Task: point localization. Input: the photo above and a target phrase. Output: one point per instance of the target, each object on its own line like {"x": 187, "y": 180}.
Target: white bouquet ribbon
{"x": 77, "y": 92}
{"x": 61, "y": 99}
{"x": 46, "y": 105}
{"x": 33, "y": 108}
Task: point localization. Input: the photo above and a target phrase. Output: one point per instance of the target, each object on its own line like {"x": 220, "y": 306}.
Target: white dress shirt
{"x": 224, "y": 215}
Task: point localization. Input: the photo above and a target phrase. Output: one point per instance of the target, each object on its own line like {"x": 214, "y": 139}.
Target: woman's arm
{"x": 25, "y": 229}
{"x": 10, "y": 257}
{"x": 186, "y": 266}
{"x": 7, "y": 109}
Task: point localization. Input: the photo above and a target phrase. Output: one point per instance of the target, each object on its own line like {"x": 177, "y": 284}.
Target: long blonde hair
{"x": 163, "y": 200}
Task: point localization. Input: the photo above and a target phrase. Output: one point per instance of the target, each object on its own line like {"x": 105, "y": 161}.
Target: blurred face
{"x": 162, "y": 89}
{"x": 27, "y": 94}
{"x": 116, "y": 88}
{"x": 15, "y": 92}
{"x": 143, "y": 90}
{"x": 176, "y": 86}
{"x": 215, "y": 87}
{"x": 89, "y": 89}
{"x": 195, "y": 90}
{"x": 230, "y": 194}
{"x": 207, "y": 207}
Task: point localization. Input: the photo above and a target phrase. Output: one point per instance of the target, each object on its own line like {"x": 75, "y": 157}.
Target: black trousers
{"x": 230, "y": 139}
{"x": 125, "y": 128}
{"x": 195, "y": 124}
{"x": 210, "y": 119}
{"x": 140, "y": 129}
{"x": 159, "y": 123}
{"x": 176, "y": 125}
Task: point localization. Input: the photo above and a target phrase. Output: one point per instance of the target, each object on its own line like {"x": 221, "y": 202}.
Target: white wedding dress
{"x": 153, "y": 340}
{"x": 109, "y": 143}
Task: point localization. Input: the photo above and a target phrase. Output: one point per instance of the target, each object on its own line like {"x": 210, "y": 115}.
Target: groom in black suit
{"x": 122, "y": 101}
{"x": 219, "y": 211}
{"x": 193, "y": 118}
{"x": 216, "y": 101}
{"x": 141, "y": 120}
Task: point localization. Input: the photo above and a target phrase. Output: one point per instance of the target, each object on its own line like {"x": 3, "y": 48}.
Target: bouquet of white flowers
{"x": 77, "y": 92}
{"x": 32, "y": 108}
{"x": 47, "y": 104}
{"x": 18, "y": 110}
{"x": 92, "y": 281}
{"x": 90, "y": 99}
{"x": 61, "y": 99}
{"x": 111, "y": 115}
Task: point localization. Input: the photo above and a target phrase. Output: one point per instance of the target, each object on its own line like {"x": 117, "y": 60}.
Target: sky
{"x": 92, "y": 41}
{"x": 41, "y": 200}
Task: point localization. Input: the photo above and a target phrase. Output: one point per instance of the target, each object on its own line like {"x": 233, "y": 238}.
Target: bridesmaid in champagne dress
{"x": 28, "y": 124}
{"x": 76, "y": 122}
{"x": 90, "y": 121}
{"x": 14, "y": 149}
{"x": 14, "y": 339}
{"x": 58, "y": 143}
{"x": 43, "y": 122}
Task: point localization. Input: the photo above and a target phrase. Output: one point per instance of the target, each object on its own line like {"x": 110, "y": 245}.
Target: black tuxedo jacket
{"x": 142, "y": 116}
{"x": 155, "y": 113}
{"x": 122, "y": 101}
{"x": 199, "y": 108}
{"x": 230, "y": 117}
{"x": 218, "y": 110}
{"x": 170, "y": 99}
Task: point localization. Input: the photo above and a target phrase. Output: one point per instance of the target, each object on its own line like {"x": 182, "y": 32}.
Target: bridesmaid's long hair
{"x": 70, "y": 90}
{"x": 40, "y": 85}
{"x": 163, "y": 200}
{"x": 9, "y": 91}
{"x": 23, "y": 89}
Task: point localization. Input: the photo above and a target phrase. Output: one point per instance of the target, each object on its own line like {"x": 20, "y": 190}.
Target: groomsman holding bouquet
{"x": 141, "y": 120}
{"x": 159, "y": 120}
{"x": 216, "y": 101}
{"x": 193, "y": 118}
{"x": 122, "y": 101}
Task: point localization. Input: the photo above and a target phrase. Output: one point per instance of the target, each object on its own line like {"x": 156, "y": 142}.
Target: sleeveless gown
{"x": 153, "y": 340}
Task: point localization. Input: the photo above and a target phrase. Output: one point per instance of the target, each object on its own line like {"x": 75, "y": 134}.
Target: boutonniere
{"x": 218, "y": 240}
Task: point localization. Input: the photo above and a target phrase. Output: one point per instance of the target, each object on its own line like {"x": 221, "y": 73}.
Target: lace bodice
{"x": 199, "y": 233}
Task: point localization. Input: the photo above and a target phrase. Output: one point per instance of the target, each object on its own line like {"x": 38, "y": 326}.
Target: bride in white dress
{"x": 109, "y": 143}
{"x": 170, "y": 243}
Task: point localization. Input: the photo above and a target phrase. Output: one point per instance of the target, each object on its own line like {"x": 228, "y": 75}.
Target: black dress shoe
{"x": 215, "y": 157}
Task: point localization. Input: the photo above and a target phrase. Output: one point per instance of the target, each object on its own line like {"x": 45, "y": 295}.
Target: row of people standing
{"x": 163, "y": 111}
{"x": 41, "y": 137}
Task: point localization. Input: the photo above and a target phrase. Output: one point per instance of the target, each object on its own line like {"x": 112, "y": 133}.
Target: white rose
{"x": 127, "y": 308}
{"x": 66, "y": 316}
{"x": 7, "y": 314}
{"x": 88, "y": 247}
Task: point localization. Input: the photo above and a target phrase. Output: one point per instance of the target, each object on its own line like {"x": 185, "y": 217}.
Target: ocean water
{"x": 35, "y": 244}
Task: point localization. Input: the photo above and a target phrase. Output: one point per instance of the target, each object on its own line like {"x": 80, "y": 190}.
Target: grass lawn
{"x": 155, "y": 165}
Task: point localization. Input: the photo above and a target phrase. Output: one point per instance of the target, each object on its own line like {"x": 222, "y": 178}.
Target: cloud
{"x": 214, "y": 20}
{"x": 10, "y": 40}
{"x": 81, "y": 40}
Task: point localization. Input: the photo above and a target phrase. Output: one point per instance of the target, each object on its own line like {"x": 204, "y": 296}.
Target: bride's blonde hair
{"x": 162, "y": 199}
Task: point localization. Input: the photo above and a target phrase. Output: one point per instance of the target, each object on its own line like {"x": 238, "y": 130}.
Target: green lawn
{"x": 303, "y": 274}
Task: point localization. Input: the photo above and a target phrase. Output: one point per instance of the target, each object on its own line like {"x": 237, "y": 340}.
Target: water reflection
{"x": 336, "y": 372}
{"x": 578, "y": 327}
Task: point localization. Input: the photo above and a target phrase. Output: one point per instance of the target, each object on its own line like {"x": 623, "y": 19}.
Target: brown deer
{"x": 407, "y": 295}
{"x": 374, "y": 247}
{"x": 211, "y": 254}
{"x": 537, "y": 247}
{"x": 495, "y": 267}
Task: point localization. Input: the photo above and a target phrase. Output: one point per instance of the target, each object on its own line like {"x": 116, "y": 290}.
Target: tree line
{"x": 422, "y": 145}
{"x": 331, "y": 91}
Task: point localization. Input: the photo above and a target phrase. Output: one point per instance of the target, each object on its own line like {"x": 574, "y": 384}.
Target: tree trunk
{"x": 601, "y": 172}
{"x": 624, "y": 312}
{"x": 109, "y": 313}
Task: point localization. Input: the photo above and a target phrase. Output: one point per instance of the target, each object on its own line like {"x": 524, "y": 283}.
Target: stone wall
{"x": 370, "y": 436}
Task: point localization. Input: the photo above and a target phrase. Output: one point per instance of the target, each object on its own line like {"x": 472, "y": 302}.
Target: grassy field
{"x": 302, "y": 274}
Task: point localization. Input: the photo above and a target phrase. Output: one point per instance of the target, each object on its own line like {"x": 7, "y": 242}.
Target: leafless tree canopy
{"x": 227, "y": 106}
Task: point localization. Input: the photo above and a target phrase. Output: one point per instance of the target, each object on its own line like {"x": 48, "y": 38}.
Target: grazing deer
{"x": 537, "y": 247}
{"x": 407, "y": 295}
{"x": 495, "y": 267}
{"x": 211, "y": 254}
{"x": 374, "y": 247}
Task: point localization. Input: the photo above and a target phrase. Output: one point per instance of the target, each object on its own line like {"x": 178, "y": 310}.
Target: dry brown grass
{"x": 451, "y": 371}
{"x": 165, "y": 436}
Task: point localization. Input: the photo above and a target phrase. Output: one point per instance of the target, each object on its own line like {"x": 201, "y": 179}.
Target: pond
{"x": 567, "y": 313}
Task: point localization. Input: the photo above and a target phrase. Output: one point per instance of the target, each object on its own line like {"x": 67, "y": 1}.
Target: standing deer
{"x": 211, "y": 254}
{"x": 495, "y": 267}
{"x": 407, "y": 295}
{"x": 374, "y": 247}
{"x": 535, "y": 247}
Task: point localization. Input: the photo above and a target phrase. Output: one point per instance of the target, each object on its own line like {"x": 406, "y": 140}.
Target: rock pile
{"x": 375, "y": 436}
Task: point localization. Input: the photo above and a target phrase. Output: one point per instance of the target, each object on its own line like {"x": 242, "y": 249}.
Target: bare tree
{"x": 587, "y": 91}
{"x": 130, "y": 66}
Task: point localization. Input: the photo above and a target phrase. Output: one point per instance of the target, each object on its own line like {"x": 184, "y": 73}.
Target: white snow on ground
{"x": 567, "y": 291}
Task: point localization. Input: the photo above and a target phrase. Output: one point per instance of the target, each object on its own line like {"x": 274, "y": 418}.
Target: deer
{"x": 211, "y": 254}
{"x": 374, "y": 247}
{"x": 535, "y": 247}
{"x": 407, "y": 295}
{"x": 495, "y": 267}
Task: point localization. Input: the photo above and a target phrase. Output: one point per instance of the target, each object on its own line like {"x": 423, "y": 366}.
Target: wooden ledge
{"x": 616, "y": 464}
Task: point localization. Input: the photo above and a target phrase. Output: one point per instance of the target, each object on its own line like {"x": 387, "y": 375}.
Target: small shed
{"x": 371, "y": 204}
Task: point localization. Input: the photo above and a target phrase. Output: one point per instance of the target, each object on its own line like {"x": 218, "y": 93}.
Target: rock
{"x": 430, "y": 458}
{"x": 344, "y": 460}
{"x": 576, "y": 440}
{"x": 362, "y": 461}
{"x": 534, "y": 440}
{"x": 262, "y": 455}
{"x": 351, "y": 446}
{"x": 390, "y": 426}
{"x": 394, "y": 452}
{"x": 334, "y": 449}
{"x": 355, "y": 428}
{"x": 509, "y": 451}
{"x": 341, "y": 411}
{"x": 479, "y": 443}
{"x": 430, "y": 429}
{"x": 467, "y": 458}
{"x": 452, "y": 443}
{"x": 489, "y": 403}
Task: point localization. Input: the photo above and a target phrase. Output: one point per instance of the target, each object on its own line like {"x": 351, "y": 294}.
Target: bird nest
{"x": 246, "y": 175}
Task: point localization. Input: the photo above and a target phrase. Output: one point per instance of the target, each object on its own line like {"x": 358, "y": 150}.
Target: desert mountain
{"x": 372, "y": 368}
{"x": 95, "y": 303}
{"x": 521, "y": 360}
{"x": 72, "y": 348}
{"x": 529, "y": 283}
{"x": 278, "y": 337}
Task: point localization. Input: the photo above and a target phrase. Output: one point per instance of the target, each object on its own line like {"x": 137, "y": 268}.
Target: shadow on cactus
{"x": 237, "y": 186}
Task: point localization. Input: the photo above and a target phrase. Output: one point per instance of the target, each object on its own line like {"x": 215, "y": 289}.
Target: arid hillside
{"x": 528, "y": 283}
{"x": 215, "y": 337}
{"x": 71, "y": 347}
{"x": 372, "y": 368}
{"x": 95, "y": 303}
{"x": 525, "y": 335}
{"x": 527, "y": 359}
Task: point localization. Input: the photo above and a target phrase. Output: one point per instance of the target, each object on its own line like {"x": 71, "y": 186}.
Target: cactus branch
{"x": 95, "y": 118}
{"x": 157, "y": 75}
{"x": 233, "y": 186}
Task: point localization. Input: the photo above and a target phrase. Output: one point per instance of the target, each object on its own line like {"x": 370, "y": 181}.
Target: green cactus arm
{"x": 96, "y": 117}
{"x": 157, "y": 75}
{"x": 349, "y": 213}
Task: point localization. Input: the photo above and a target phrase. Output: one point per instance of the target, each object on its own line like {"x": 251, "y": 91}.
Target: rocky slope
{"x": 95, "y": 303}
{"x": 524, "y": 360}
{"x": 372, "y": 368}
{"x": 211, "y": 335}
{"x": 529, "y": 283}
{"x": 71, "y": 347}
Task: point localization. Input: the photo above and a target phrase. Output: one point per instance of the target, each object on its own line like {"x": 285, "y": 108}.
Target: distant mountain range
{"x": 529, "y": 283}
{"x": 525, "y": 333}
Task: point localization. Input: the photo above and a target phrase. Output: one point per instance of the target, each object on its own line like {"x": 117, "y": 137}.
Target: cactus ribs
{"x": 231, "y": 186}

## THE PROBLEM
From the line containing "Target: arid hillside" down to the last line of the data, transcribe every line exactly; nothing else should appear.

## SOLUTION TO THE PROBLEM
Target: arid hillside
{"x": 528, "y": 283}
{"x": 215, "y": 337}
{"x": 71, "y": 347}
{"x": 372, "y": 368}
{"x": 95, "y": 303}
{"x": 525, "y": 335}
{"x": 527, "y": 359}
Task: point localization. Input: the photo above and a target phrase. Output: one point per instance of the target, each object on its own line like {"x": 71, "y": 186}.
Target: cactus branch
{"x": 95, "y": 118}
{"x": 157, "y": 75}
{"x": 233, "y": 186}
Task: point localization. Input: the photo above and a target phrase. Output: one point per instance of the target, each object on its own line like {"x": 370, "y": 181}.
Target: green cactus arm
{"x": 96, "y": 117}
{"x": 157, "y": 75}
{"x": 349, "y": 213}
Task: point localization. Input: the photo above and a target phrase. Output: one point per instance of the target, each object on its own line like {"x": 251, "y": 91}.
Target: rocky slope
{"x": 95, "y": 303}
{"x": 524, "y": 360}
{"x": 372, "y": 368}
{"x": 211, "y": 335}
{"x": 529, "y": 283}
{"x": 71, "y": 347}
Task: point localization. Input: the photo above and a target phrase. Output: one point per instance of the target, each object on its own line like {"x": 285, "y": 108}.
Target: distant mountain range
{"x": 529, "y": 283}
{"x": 525, "y": 333}
Task: point localization. Input: the photo above and a target phrase. Output: one point per instance of the target, each object on its own line like {"x": 117, "y": 137}.
Target: cactus ribs
{"x": 231, "y": 186}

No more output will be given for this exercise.